Do this
Write out again only the lines running from the one that contains "Each instance receives one point. Annotate the shrub" to the end of the records below, including both the first and the last.

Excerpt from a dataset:

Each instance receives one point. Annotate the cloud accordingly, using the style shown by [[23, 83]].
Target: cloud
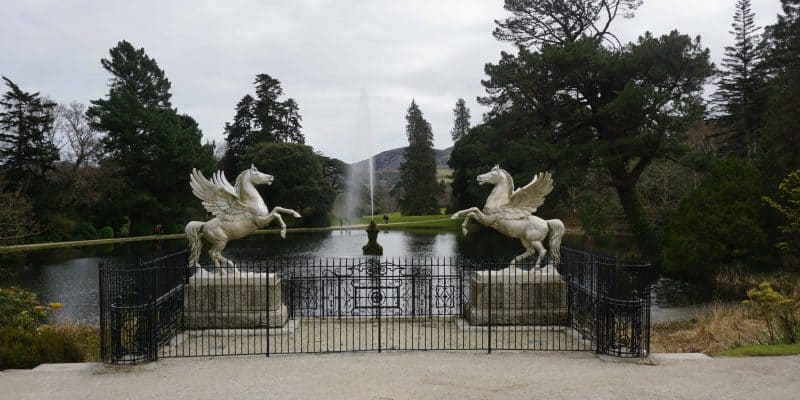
[[324, 52]]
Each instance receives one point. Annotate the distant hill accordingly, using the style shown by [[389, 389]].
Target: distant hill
[[391, 159], [387, 164]]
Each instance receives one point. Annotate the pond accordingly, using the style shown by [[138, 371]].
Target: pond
[[69, 275]]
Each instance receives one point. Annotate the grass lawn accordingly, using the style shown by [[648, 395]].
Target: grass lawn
[[416, 221], [760, 350]]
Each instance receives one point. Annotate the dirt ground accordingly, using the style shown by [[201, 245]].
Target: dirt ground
[[413, 375]]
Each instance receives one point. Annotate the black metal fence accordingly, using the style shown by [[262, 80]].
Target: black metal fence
[[159, 308]]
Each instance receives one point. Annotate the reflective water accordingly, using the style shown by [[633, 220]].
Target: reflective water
[[70, 275]]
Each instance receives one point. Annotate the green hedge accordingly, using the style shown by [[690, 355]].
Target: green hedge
[[26, 349]]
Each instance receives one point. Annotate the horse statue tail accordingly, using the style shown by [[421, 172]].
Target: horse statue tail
[[194, 232], [555, 233]]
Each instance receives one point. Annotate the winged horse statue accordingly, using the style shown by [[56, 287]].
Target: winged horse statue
[[238, 211], [509, 211]]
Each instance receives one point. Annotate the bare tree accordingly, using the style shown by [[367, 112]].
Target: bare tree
[[82, 142], [16, 215]]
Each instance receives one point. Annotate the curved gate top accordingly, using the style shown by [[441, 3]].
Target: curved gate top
[[159, 309]]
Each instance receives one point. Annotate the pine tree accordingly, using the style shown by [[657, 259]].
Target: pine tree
[[779, 153], [740, 96], [263, 118], [540, 22], [460, 120], [418, 170], [152, 146], [27, 150]]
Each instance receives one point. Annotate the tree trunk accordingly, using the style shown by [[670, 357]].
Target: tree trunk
[[637, 219]]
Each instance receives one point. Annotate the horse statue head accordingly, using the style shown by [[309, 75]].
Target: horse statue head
[[503, 186], [254, 176]]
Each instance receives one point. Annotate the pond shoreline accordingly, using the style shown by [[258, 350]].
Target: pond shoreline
[[22, 248]]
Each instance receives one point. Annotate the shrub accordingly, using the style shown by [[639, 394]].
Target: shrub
[[107, 232], [719, 225], [174, 228], [26, 349], [124, 227], [779, 312], [84, 231], [20, 309], [788, 205]]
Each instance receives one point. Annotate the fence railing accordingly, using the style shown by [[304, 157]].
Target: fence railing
[[159, 308]]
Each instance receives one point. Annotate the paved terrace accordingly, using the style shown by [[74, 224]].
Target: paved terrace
[[413, 375]]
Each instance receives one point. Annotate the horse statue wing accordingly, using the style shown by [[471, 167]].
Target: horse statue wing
[[218, 196], [525, 200]]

Output for this exercise
Each instance receives one point. Annotate the shrub accordingly, using the style shown by [[639, 394]].
Target: shrub
[[107, 232], [719, 225], [174, 228], [26, 349], [124, 227], [779, 312], [84, 231], [20, 309], [788, 205]]
Each instance receives one point. Annotate the fence railing accordingly, using the style shown by [[304, 157]].
Target: fence railing
[[159, 308]]
Each instance receives one point. Annotate the paved terrace accordingly, using the style shown by [[74, 224]].
Target: paved terrace
[[413, 375]]
Each instance receives one point. Annotate the horse statue wing accordingly, using the style shown by [[471, 167]].
Target: horse statue wing
[[218, 196], [525, 200]]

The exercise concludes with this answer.